*Work to complete*.
Rewrite every line of the material from the one containing "Indicate the dog's eye" through the one containing "<point>244,41</point>", and leave out the pictures. Raise each coordinate in the answer points by 113, but leave the sample points in the other lines unchanged.

*Working data*.
## START

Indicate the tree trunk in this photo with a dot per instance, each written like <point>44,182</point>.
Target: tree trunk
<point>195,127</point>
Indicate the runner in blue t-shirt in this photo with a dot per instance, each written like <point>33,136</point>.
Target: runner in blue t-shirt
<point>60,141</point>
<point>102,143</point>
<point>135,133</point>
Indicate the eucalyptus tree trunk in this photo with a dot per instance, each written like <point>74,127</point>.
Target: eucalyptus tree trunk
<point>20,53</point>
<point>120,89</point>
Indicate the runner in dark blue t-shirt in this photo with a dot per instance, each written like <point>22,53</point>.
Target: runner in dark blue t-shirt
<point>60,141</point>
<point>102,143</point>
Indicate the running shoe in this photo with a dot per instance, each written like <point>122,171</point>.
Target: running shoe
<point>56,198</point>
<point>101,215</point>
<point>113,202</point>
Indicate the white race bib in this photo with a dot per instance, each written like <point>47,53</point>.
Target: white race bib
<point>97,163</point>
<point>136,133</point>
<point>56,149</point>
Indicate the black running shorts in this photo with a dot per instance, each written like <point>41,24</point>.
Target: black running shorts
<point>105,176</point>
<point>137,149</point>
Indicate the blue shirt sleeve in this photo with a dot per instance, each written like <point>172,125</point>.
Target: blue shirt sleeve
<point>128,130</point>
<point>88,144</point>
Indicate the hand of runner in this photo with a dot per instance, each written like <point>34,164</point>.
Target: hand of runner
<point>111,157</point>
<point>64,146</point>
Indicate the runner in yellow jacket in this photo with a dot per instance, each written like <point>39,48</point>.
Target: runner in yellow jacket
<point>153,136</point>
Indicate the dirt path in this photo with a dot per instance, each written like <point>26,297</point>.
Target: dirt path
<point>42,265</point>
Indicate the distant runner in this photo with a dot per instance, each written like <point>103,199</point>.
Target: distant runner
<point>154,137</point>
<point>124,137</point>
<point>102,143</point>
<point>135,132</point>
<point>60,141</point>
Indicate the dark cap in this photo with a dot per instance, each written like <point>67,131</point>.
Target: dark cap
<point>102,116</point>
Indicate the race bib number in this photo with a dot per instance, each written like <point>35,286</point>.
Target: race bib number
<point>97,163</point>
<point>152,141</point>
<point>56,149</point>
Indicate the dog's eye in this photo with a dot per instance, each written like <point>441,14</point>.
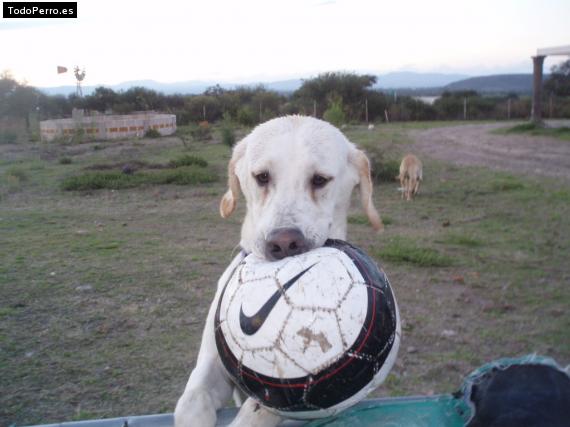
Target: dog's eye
<point>319,181</point>
<point>262,178</point>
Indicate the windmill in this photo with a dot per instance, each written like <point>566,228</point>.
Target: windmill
<point>79,76</point>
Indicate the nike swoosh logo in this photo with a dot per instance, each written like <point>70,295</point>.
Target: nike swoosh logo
<point>251,324</point>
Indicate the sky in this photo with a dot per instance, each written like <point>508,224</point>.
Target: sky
<point>244,41</point>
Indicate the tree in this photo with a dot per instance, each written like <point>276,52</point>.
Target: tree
<point>351,88</point>
<point>559,81</point>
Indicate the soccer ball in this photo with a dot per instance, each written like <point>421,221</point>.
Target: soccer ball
<point>309,335</point>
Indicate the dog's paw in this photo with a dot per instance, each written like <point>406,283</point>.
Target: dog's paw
<point>195,408</point>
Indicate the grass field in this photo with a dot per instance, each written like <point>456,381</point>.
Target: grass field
<point>103,293</point>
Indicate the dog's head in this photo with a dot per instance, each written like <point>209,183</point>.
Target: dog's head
<point>296,174</point>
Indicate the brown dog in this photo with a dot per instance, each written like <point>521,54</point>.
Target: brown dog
<point>410,176</point>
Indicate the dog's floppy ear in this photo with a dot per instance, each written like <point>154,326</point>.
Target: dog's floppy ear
<point>229,201</point>
<point>359,160</point>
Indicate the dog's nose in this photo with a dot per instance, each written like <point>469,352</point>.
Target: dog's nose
<point>284,242</point>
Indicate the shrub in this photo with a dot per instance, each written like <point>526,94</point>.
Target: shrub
<point>202,132</point>
<point>17,173</point>
<point>227,131</point>
<point>152,133</point>
<point>334,113</point>
<point>8,137</point>
<point>246,116</point>
<point>188,160</point>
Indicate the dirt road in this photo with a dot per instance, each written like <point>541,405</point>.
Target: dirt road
<point>475,145</point>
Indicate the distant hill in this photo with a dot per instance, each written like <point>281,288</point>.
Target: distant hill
<point>409,80</point>
<point>499,83</point>
<point>404,82</point>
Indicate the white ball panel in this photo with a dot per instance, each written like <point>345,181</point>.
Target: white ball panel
<point>312,339</point>
<point>352,312</point>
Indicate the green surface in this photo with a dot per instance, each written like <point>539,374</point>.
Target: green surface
<point>441,411</point>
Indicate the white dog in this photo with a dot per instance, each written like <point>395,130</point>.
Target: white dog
<point>296,174</point>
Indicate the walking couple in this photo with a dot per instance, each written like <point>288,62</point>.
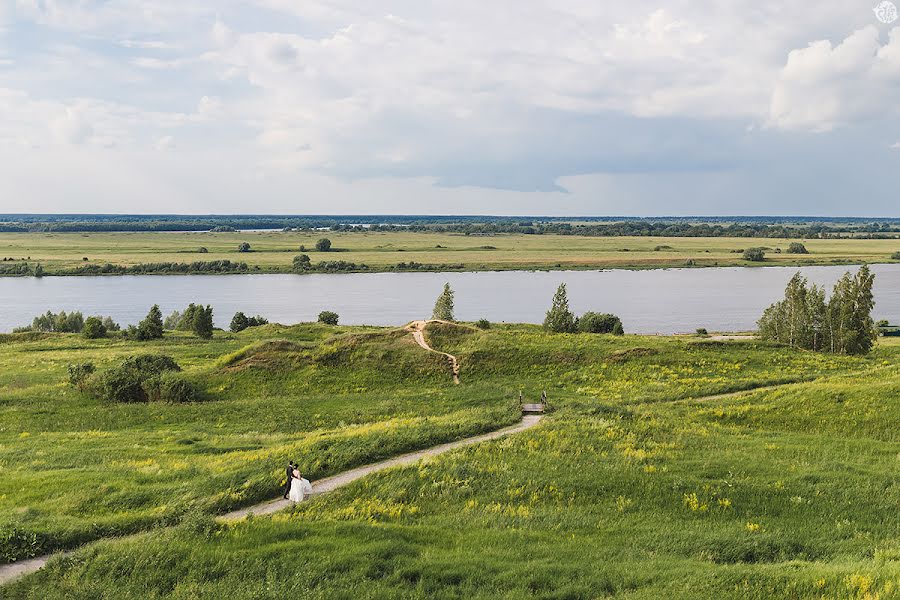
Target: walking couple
<point>296,488</point>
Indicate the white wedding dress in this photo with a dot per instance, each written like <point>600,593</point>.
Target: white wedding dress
<point>300,489</point>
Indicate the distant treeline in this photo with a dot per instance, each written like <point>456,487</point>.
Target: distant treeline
<point>769,226</point>
<point>210,266</point>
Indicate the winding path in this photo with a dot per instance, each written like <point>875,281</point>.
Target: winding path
<point>12,571</point>
<point>417,328</point>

## END

*Written response*.
Indicate the dog's eye in this photo with a dot per instance, each written like <point>441,14</point>.
Target: dog's eye
<point>432,294</point>
<point>375,291</point>
Indicate the windmill in this photo with a dot per instance, each written like <point>566,228</point>.
Target: windmill
<point>192,189</point>
Indicate the nike swoosh logo in this photo with a dot per instance, each written like <point>70,295</point>.
Target: nike swoosh logo
<point>364,437</point>
Indicate the sky in this photo with a dot per instance, each written like <point>508,224</point>.
Target: sky
<point>357,154</point>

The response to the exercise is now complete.